- _EXERCISE GOAL_
Which lines in the records below contain the string "storm"? Report every one of them in full, copied without changes.

— BEGIN SUPPLIED DATA —

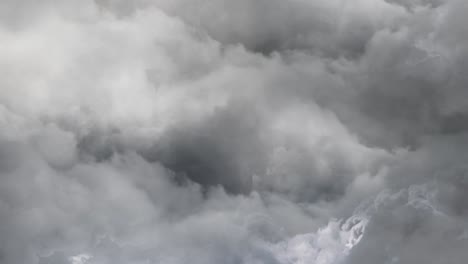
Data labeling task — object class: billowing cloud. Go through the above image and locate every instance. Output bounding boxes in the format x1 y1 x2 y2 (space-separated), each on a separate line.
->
0 0 468 264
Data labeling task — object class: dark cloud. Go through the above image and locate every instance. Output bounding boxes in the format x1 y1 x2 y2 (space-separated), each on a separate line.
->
0 0 468 264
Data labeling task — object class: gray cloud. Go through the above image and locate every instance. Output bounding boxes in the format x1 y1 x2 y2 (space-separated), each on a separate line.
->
0 0 468 264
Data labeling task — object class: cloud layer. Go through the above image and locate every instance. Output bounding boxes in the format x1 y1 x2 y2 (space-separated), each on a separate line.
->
0 0 468 264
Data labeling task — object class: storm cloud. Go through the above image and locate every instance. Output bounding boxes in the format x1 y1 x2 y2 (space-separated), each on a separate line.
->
0 0 468 264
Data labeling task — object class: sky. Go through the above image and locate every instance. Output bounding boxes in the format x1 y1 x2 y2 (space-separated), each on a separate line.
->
0 0 468 264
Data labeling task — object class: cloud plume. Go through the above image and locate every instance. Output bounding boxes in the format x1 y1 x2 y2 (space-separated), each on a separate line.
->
0 0 468 264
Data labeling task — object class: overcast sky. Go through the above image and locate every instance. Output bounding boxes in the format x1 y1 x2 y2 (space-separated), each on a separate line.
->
0 0 468 264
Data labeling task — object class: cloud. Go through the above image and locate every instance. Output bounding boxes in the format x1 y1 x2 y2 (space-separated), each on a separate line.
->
0 0 468 264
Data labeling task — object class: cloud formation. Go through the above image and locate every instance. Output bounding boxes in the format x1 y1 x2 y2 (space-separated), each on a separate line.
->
0 0 468 264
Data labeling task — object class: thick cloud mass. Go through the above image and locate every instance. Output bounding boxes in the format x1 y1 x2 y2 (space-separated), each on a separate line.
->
0 0 468 264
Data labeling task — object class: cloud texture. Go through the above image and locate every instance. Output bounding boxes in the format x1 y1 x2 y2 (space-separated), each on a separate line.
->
0 0 468 264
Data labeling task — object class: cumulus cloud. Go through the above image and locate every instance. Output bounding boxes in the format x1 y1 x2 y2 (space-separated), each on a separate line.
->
0 0 468 264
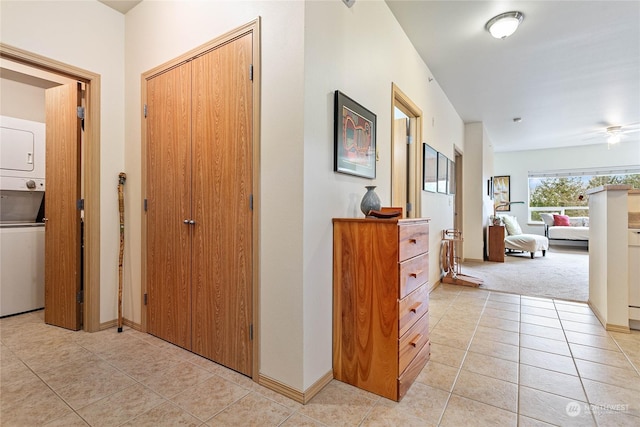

— END SUPPLIED DATA —

- _PROBLEM SOLUTION_
Data labeling task — object class: storm cloud. Go through the above image and locate every instance. Output bounding boxes in the format x1 y1 x2 y2 (space-separated), each on a separate line.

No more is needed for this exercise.